- **TO DO**
Keeping every word and mark, copy all of the data.

Stored items:
▬▬▬

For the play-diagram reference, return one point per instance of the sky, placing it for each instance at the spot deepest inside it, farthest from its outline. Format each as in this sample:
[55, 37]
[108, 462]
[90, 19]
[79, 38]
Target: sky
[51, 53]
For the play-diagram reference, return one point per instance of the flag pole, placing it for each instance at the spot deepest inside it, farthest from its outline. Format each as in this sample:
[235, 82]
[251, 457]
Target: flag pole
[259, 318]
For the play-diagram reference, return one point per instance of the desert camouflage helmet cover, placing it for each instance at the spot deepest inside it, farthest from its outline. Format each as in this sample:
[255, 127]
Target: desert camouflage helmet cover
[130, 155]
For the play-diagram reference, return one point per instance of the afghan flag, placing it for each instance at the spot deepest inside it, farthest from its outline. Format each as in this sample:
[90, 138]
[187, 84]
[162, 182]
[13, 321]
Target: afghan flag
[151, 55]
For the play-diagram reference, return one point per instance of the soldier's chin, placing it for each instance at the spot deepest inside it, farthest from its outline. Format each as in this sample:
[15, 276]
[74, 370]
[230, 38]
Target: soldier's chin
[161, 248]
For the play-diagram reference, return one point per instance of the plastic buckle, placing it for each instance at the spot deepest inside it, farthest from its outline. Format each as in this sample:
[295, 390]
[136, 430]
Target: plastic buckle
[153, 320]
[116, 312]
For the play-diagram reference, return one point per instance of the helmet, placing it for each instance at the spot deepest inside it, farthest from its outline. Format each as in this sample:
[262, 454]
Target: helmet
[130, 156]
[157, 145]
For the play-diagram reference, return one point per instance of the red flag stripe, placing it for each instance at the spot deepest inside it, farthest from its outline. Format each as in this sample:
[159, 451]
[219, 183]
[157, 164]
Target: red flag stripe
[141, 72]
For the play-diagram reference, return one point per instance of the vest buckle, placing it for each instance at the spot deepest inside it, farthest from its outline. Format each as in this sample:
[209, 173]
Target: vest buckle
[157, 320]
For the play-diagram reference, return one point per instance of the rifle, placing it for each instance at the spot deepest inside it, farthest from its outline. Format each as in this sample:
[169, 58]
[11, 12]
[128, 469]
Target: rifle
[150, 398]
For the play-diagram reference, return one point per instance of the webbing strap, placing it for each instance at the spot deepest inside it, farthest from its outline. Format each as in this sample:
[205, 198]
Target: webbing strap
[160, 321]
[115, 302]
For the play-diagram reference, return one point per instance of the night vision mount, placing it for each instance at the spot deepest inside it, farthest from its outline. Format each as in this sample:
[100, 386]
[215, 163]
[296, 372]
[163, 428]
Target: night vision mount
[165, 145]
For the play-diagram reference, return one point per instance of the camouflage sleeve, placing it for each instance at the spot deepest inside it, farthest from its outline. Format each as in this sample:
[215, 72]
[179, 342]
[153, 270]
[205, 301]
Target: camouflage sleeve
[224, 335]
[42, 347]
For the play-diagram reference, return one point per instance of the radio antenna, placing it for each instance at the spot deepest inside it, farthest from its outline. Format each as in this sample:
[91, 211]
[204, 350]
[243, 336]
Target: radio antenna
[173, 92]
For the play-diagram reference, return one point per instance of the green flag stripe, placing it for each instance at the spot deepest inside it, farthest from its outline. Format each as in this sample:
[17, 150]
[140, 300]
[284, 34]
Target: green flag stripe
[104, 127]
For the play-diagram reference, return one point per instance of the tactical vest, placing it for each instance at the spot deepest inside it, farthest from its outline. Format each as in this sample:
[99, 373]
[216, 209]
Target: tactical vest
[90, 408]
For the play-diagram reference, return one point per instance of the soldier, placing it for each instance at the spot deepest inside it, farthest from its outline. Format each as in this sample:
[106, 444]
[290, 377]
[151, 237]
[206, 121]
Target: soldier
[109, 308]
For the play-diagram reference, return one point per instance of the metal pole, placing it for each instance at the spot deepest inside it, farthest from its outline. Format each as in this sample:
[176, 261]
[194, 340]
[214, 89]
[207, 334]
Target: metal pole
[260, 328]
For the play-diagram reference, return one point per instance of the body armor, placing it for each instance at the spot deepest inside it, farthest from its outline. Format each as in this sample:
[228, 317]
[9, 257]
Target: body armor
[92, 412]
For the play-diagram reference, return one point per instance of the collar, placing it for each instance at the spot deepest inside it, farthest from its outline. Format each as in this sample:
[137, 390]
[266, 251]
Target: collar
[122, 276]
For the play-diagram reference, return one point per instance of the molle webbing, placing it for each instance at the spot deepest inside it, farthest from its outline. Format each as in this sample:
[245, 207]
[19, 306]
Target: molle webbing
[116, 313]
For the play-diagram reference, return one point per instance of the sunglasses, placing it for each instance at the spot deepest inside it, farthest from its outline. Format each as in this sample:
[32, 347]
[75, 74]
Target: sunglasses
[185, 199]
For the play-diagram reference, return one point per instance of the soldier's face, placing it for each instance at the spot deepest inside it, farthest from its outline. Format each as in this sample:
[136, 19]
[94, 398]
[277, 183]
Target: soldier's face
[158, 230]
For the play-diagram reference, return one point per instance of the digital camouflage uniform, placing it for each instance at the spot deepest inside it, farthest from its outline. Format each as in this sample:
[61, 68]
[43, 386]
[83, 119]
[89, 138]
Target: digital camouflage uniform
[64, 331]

▬▬▬

- **ANSWER**
For the play-diagram reference, return one point per instance of the sky, placing it for each instance at the spot deepest inside it, farthest from its outline. Format each as in this sample:
[55, 37]
[108, 462]
[90, 19]
[79, 38]
Target: sky
[51, 53]
For the play-diagram reference, return one point per instance of the flag pole, placing it for each instance at the spot deepest inside it, farthest from its outline. Format each as in this sample:
[235, 82]
[251, 457]
Target: flag pole
[259, 318]
For the play-diagram reference, return one point per instance of the desert camouflage helmet cover, placing it for each instance at the spot deepest inside it, farthest from its outline. Format each as in this sample:
[255, 127]
Target: desert camouflage helmet cover
[130, 155]
For the play-diagram reference, return one point per instance of the afghan flag, placing it for each instance at the spot deepest inside it, farthest from its outline. Format each as in this sample:
[90, 138]
[187, 84]
[162, 182]
[13, 321]
Target: afghan flag
[151, 55]
For the play-diagram reference, return one point per instance of the soldier's chin, placing it for each instance at the spot deepest inside it, farthest from its outline. Format each as in this sample:
[15, 276]
[74, 370]
[230, 38]
Target: soldier's chin
[161, 248]
For the play-diagram reference, return one point per instance of the plastic buckle, placing it for each instance at the spot deepest inside it, farthest from its outline. Format each as in this sample:
[295, 390]
[136, 430]
Target: plastic buckle
[153, 320]
[116, 312]
For the play-diagram reference, return one point per instance of the helmet, placing it for each instance at the spot deepest inside it, farthest from its outline. Format each as in this sample:
[262, 454]
Target: helmet
[130, 156]
[157, 145]
For the play-diagram reference, return one point per instance of the red flag stripe, placing it for each instance at the spot deepest inside it, farthest from its outline. Format each as in this sample:
[159, 451]
[219, 183]
[157, 164]
Target: red flag stripe
[141, 72]
For the play-diagram reference, return one point per instance of the vest buckle, placing it for each instance at the spot deepest inside it, farthest from its outline. Format each as in this sample:
[209, 173]
Target: vest buckle
[157, 320]
For the play-diagram reference, return one point per instance of the rifle, placing it for each instance at the spot deepest inside it, farthest from its outline. Format each as in this sample:
[169, 58]
[11, 12]
[128, 469]
Target: rifle
[150, 398]
For the play-diagram reference, return one point per instance of the webbing strap, placing it for each instance at the spot deepest inside it, farthest from its outline. Format each as in this sample:
[205, 198]
Target: webbing strap
[160, 321]
[115, 302]
For the play-diagram reference, return one point per instance of the night vision mount, placing it for each instance at the spot deepest inside it, farthest from its outline. Format each as in this sample:
[100, 386]
[215, 163]
[296, 372]
[163, 428]
Target: night vision mount
[165, 145]
For the play-diagram reference, return one point per instance of the camouflage sleeve, placing it for each instance at the spot deepest inside it, farthest from its outline. Format each as in this sample:
[215, 72]
[179, 342]
[153, 270]
[205, 301]
Target: camouflage sleeve
[224, 335]
[42, 347]
For the play-diagram reference, return one point per instance of the radio antenna, placing it for each instance at the spot deepest inside it, farthest from its outline. Format each as in this sample:
[91, 211]
[204, 350]
[243, 336]
Target: radio antenna
[173, 92]
For the play-diagram reference, return one point per instance of the green flag stripe, placing it for each instance at the spot deepest inside it, farthest from its outline. Format each as in this sample:
[17, 150]
[140, 300]
[284, 34]
Target: green flag stripe
[104, 127]
For the play-diagram reference, return one point per instance of the tactical vest, placing it for each instance at the spot deepest inside it, farthest from its outline. Format each as in this sample:
[99, 373]
[216, 209]
Target: tactical vest
[90, 408]
For the play-diagram reference, return one point per instance of the soldier, placing it for each instance at the spot deepest inside it, farthest from its outline. Format each as in this sample:
[106, 444]
[290, 377]
[151, 237]
[206, 121]
Target: soldier
[109, 308]
For the play-diagram reference, return one point per instance of the metal pole, placing it for each instance at the spot deepest inside it, farthest from its outline. Format each as in this sample:
[176, 261]
[194, 340]
[214, 89]
[207, 334]
Target: metal pole
[260, 328]
For the play-diagram reference, return one point per instance of the body armor, placing it for each instance at the spot deepest inside it, farthest from its outline. Format each as in this sample:
[228, 317]
[9, 257]
Target: body armor
[92, 412]
For the play-diagram reference, return one point per instance of the collar, placing it for each instance at the spot deepest inside it, farthest from its outline. Format each as in this sample:
[137, 390]
[266, 251]
Target: collar
[122, 276]
For the play-diagram reference, return one point per instance of the molle webbing, placing it for each instance at the spot deepest inside it, farthest from its outline. Format each as in this sample:
[245, 207]
[19, 306]
Target: molle webbing
[116, 313]
For the play-diagram reference, return one point per instance of the sunglasses, placing it for each instance at the spot deepest inside it, farthest from its outline. Format each as in this sample:
[32, 347]
[75, 74]
Target: sunglasses
[185, 199]
For the play-diagram reference, return one point per instance of the soldier's face, placing it for each instance at the spot deepest inside it, farthest from its outline. Format each as in this sample:
[136, 19]
[94, 398]
[277, 183]
Target: soldier's face
[158, 230]
For the play-diagram reference, return one point per instance of the digital camouflage uniform, placing it for each instance at the spot deepest inside it, farthest from its outline. Format each as in this sample:
[61, 68]
[43, 386]
[83, 119]
[89, 138]
Target: digital camouflage uniform
[64, 331]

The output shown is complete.